### Given passage
Pyramid link structure - how to noindex, nofollow
-
I'm talking about this article: https://moz.com/learn/seo/internal-link
Take this sample: HOME --> Shirts --> Plain shirt --> shirt#1
Product page: noindex, follow all links except 1 from breadcrumbs to nearest category (plain shirts).
SubCategory page (plain shirts): noindex, follow all links except 1 link from breadcrumbs to nearest category (shirts) and all products belonging to current subcategory.
Category page (shirts): noindex, follow all links except 1 link from breadcrumbs to front page (site.com) and links to own subcategories.
Front page: noindex, follow all links except 12 links to main categories (shirts, pants etc.)
Is it correct? If I noindex some parts of website, will it be harmful?
-
Hi there,
I see what you're trying to do, and I think I understand it. You're attempting to conserve your link equity and flow it only to the most important pages, or what we use to call "pagerank sculpting."
The good news is you don't really need to worry about it. These days, adding nofollow to your links doesn't really increase the equity flowing through the followed links. And in fact, you could be shooting yourself in the proverbial foot by denying equity passing links to your lower product pages.
Best time to use nofollow for internal pages is typically to increase crawling efficiency, or to prevent bots from visiting pages you don't want indexed anyway. Attempting to scuplt link equity in this way could cause lots of unintended negative consequences and my advice would be in most cases to let your link equity flow freely throughout your site in a way that was natural to both humans and bots alike.
Best of luck!
-
I agree with Nitin here.

### Stored rows
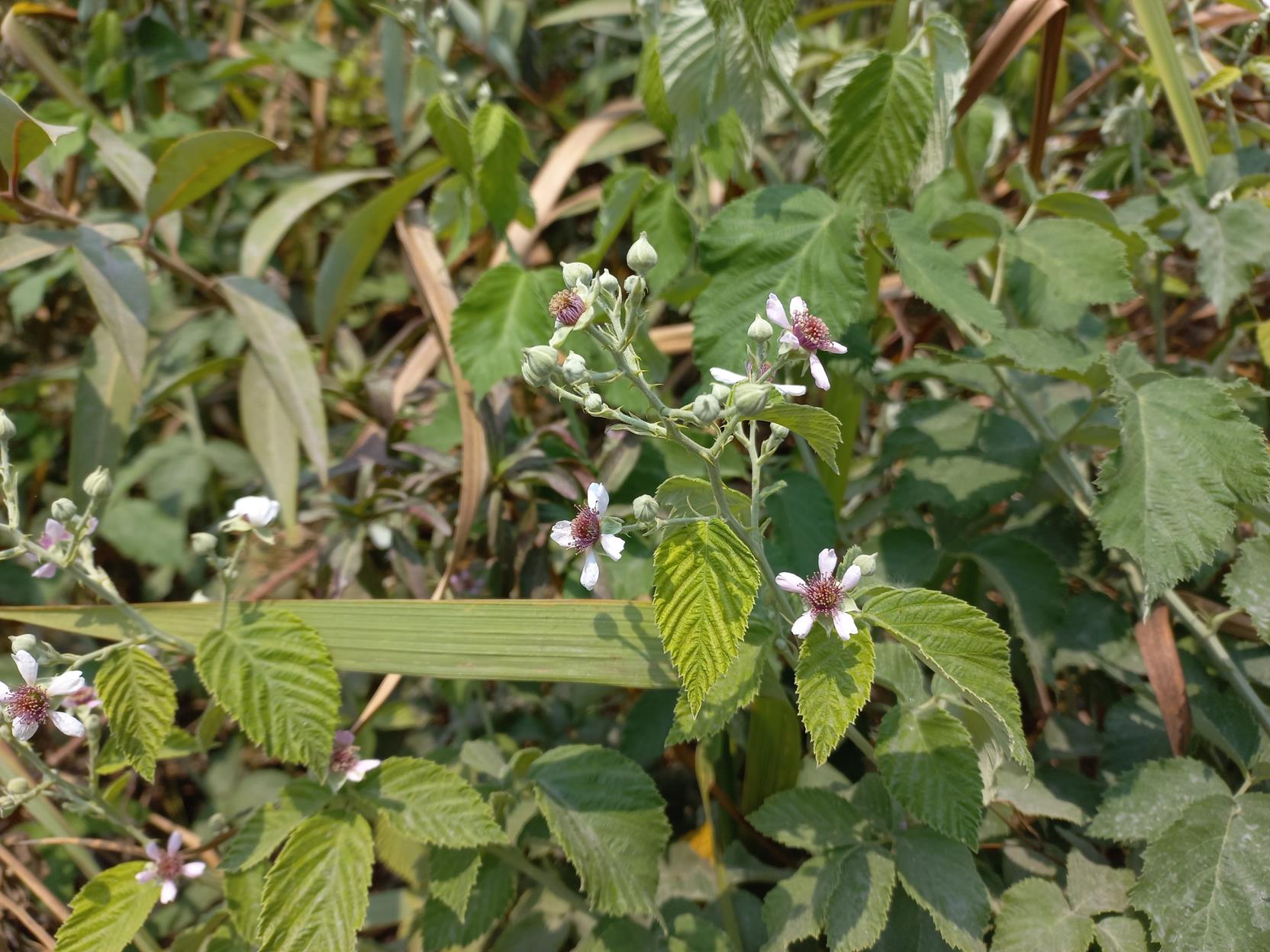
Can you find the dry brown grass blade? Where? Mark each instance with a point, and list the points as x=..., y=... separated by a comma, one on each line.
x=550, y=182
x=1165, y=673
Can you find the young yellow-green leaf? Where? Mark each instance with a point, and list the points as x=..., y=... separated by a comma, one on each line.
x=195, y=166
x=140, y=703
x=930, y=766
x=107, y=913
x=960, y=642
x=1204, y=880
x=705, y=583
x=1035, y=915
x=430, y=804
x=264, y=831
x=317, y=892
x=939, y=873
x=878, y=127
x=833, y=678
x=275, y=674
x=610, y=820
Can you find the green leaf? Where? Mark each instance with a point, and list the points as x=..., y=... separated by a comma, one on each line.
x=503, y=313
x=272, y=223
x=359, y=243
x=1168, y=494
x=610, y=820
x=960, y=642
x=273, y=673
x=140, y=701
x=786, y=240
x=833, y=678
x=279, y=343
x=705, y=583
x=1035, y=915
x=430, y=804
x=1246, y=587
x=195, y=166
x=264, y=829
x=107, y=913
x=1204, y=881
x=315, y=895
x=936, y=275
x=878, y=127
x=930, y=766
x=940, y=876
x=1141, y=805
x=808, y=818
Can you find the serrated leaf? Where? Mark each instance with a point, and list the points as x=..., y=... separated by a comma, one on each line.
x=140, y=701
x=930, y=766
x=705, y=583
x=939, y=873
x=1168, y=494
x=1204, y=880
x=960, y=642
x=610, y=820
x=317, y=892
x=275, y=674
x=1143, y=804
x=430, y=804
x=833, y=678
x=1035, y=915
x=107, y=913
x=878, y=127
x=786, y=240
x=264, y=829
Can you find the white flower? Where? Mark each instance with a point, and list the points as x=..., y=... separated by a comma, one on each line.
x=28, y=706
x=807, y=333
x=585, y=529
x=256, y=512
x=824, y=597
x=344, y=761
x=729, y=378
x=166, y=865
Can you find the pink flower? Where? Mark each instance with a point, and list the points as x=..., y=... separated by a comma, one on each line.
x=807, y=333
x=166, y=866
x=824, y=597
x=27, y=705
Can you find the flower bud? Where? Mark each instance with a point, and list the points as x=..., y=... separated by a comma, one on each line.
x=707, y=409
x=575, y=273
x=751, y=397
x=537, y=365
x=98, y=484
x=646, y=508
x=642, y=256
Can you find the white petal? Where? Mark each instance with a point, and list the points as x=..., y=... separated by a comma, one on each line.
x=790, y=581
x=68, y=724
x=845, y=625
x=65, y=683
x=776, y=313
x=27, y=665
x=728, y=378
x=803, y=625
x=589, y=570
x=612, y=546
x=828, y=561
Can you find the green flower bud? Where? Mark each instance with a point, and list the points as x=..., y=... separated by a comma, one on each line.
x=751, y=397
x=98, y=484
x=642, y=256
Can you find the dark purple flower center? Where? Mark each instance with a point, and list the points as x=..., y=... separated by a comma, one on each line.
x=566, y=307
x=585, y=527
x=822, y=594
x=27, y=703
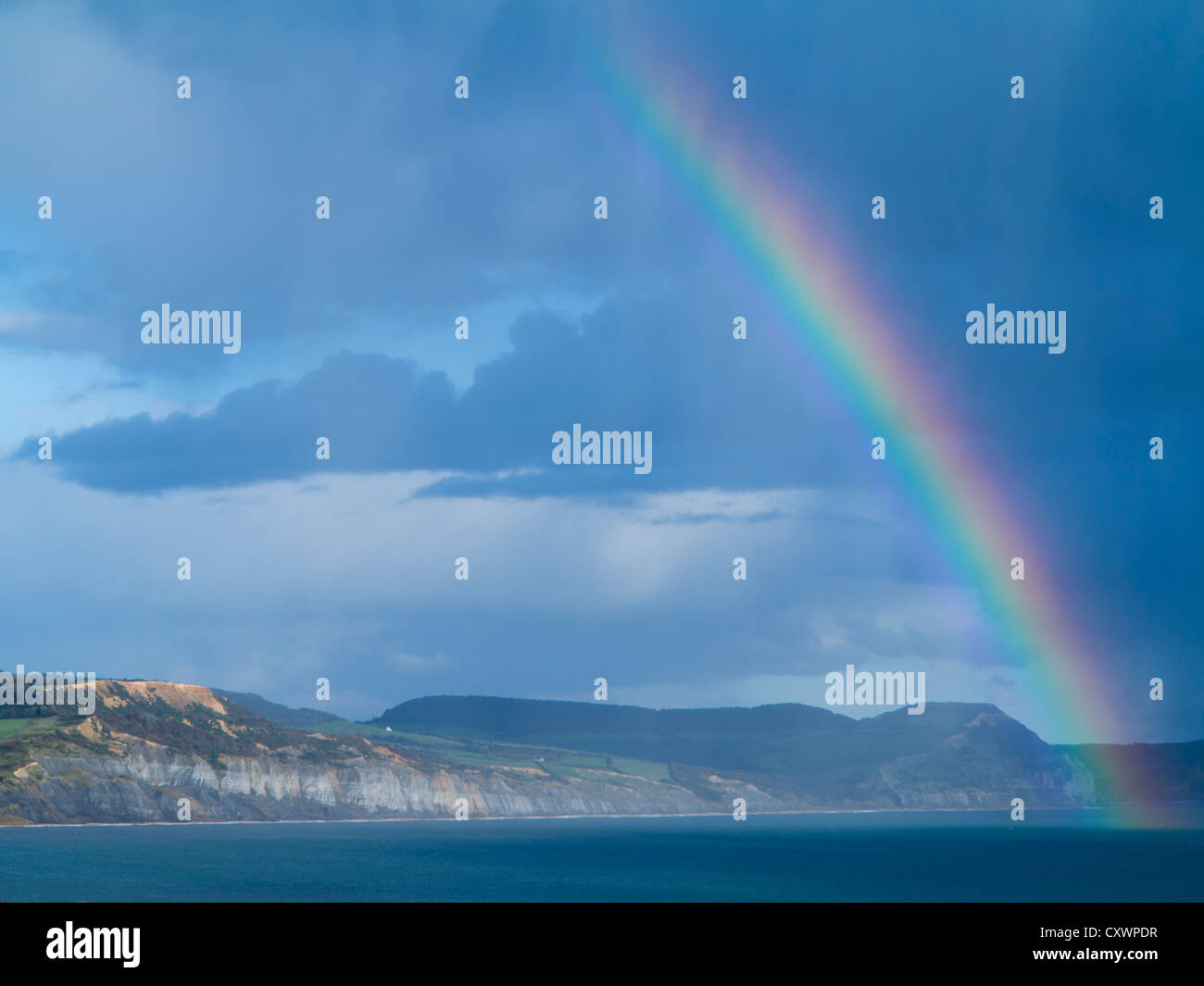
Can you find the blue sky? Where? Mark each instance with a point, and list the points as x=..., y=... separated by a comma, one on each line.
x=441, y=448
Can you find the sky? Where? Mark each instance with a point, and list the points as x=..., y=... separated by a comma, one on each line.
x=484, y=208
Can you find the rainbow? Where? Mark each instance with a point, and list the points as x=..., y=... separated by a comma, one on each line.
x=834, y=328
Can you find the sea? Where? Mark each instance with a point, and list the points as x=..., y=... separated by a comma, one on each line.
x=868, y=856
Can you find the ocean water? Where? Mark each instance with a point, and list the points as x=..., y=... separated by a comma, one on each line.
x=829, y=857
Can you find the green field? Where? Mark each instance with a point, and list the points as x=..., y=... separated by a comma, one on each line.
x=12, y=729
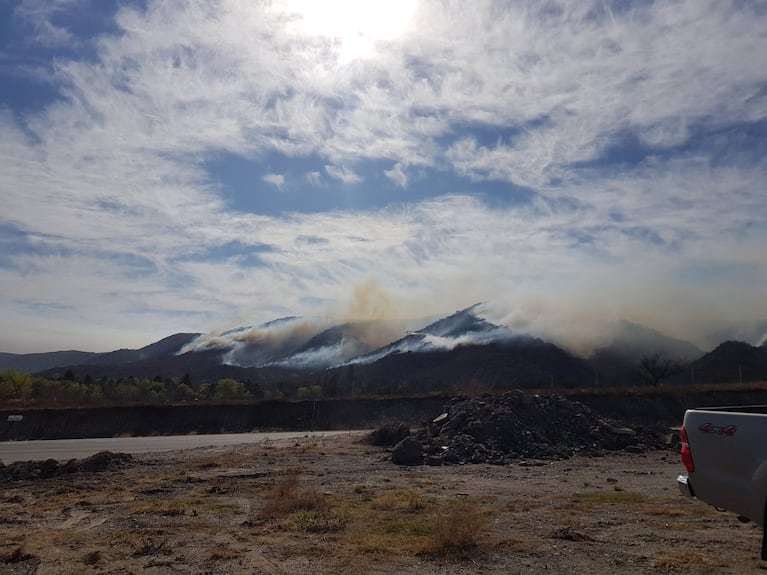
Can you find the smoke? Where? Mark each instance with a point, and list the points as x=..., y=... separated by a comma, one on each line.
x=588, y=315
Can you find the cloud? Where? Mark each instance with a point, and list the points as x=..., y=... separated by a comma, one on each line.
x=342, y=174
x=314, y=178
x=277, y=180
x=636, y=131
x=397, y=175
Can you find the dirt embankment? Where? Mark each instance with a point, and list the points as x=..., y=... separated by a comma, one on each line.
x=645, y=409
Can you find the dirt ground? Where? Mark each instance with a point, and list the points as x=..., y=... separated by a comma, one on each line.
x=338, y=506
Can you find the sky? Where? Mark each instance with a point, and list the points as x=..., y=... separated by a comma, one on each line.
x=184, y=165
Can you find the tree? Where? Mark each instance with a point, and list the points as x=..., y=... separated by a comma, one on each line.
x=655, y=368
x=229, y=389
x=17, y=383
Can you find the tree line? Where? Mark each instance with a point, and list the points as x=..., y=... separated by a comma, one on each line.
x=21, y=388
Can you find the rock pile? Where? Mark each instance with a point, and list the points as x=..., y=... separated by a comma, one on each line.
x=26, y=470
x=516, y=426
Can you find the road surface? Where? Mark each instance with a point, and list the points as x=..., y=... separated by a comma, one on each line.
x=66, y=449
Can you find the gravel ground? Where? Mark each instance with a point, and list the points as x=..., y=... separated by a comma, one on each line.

### Requirements
From the thread above on noindex and nofollow in a pyramid link structure, extract word for word the part that begins at the words "Pyramid link structure" and stops after "it be harmful?".

### Worked answer
Pyramid link structure - how to noindex, nofollow
-
I'm talking about this article: https://moz.com/learn/seo/internal-link
Take this sample: HOME --> Shirts --> Plain shirt --> shirt#1
Product page: noindex, follow all links except 1 from breadcrumbs to nearest category (plain shirts).
SubCategory page (plain shirts): noindex, follow all links except 1 link from breadcrumbs to nearest category (shirts) and all products belonging to current subcategory.
Category page (shirts): noindex, follow all links except 1 link from breadcrumbs to front page (site.com) and links to own subcategories.
Front page: noindex, follow all links except 12 links to main categories (shirts, pants etc.)
Is it correct? If I noindex some parts of website, will it be harmful?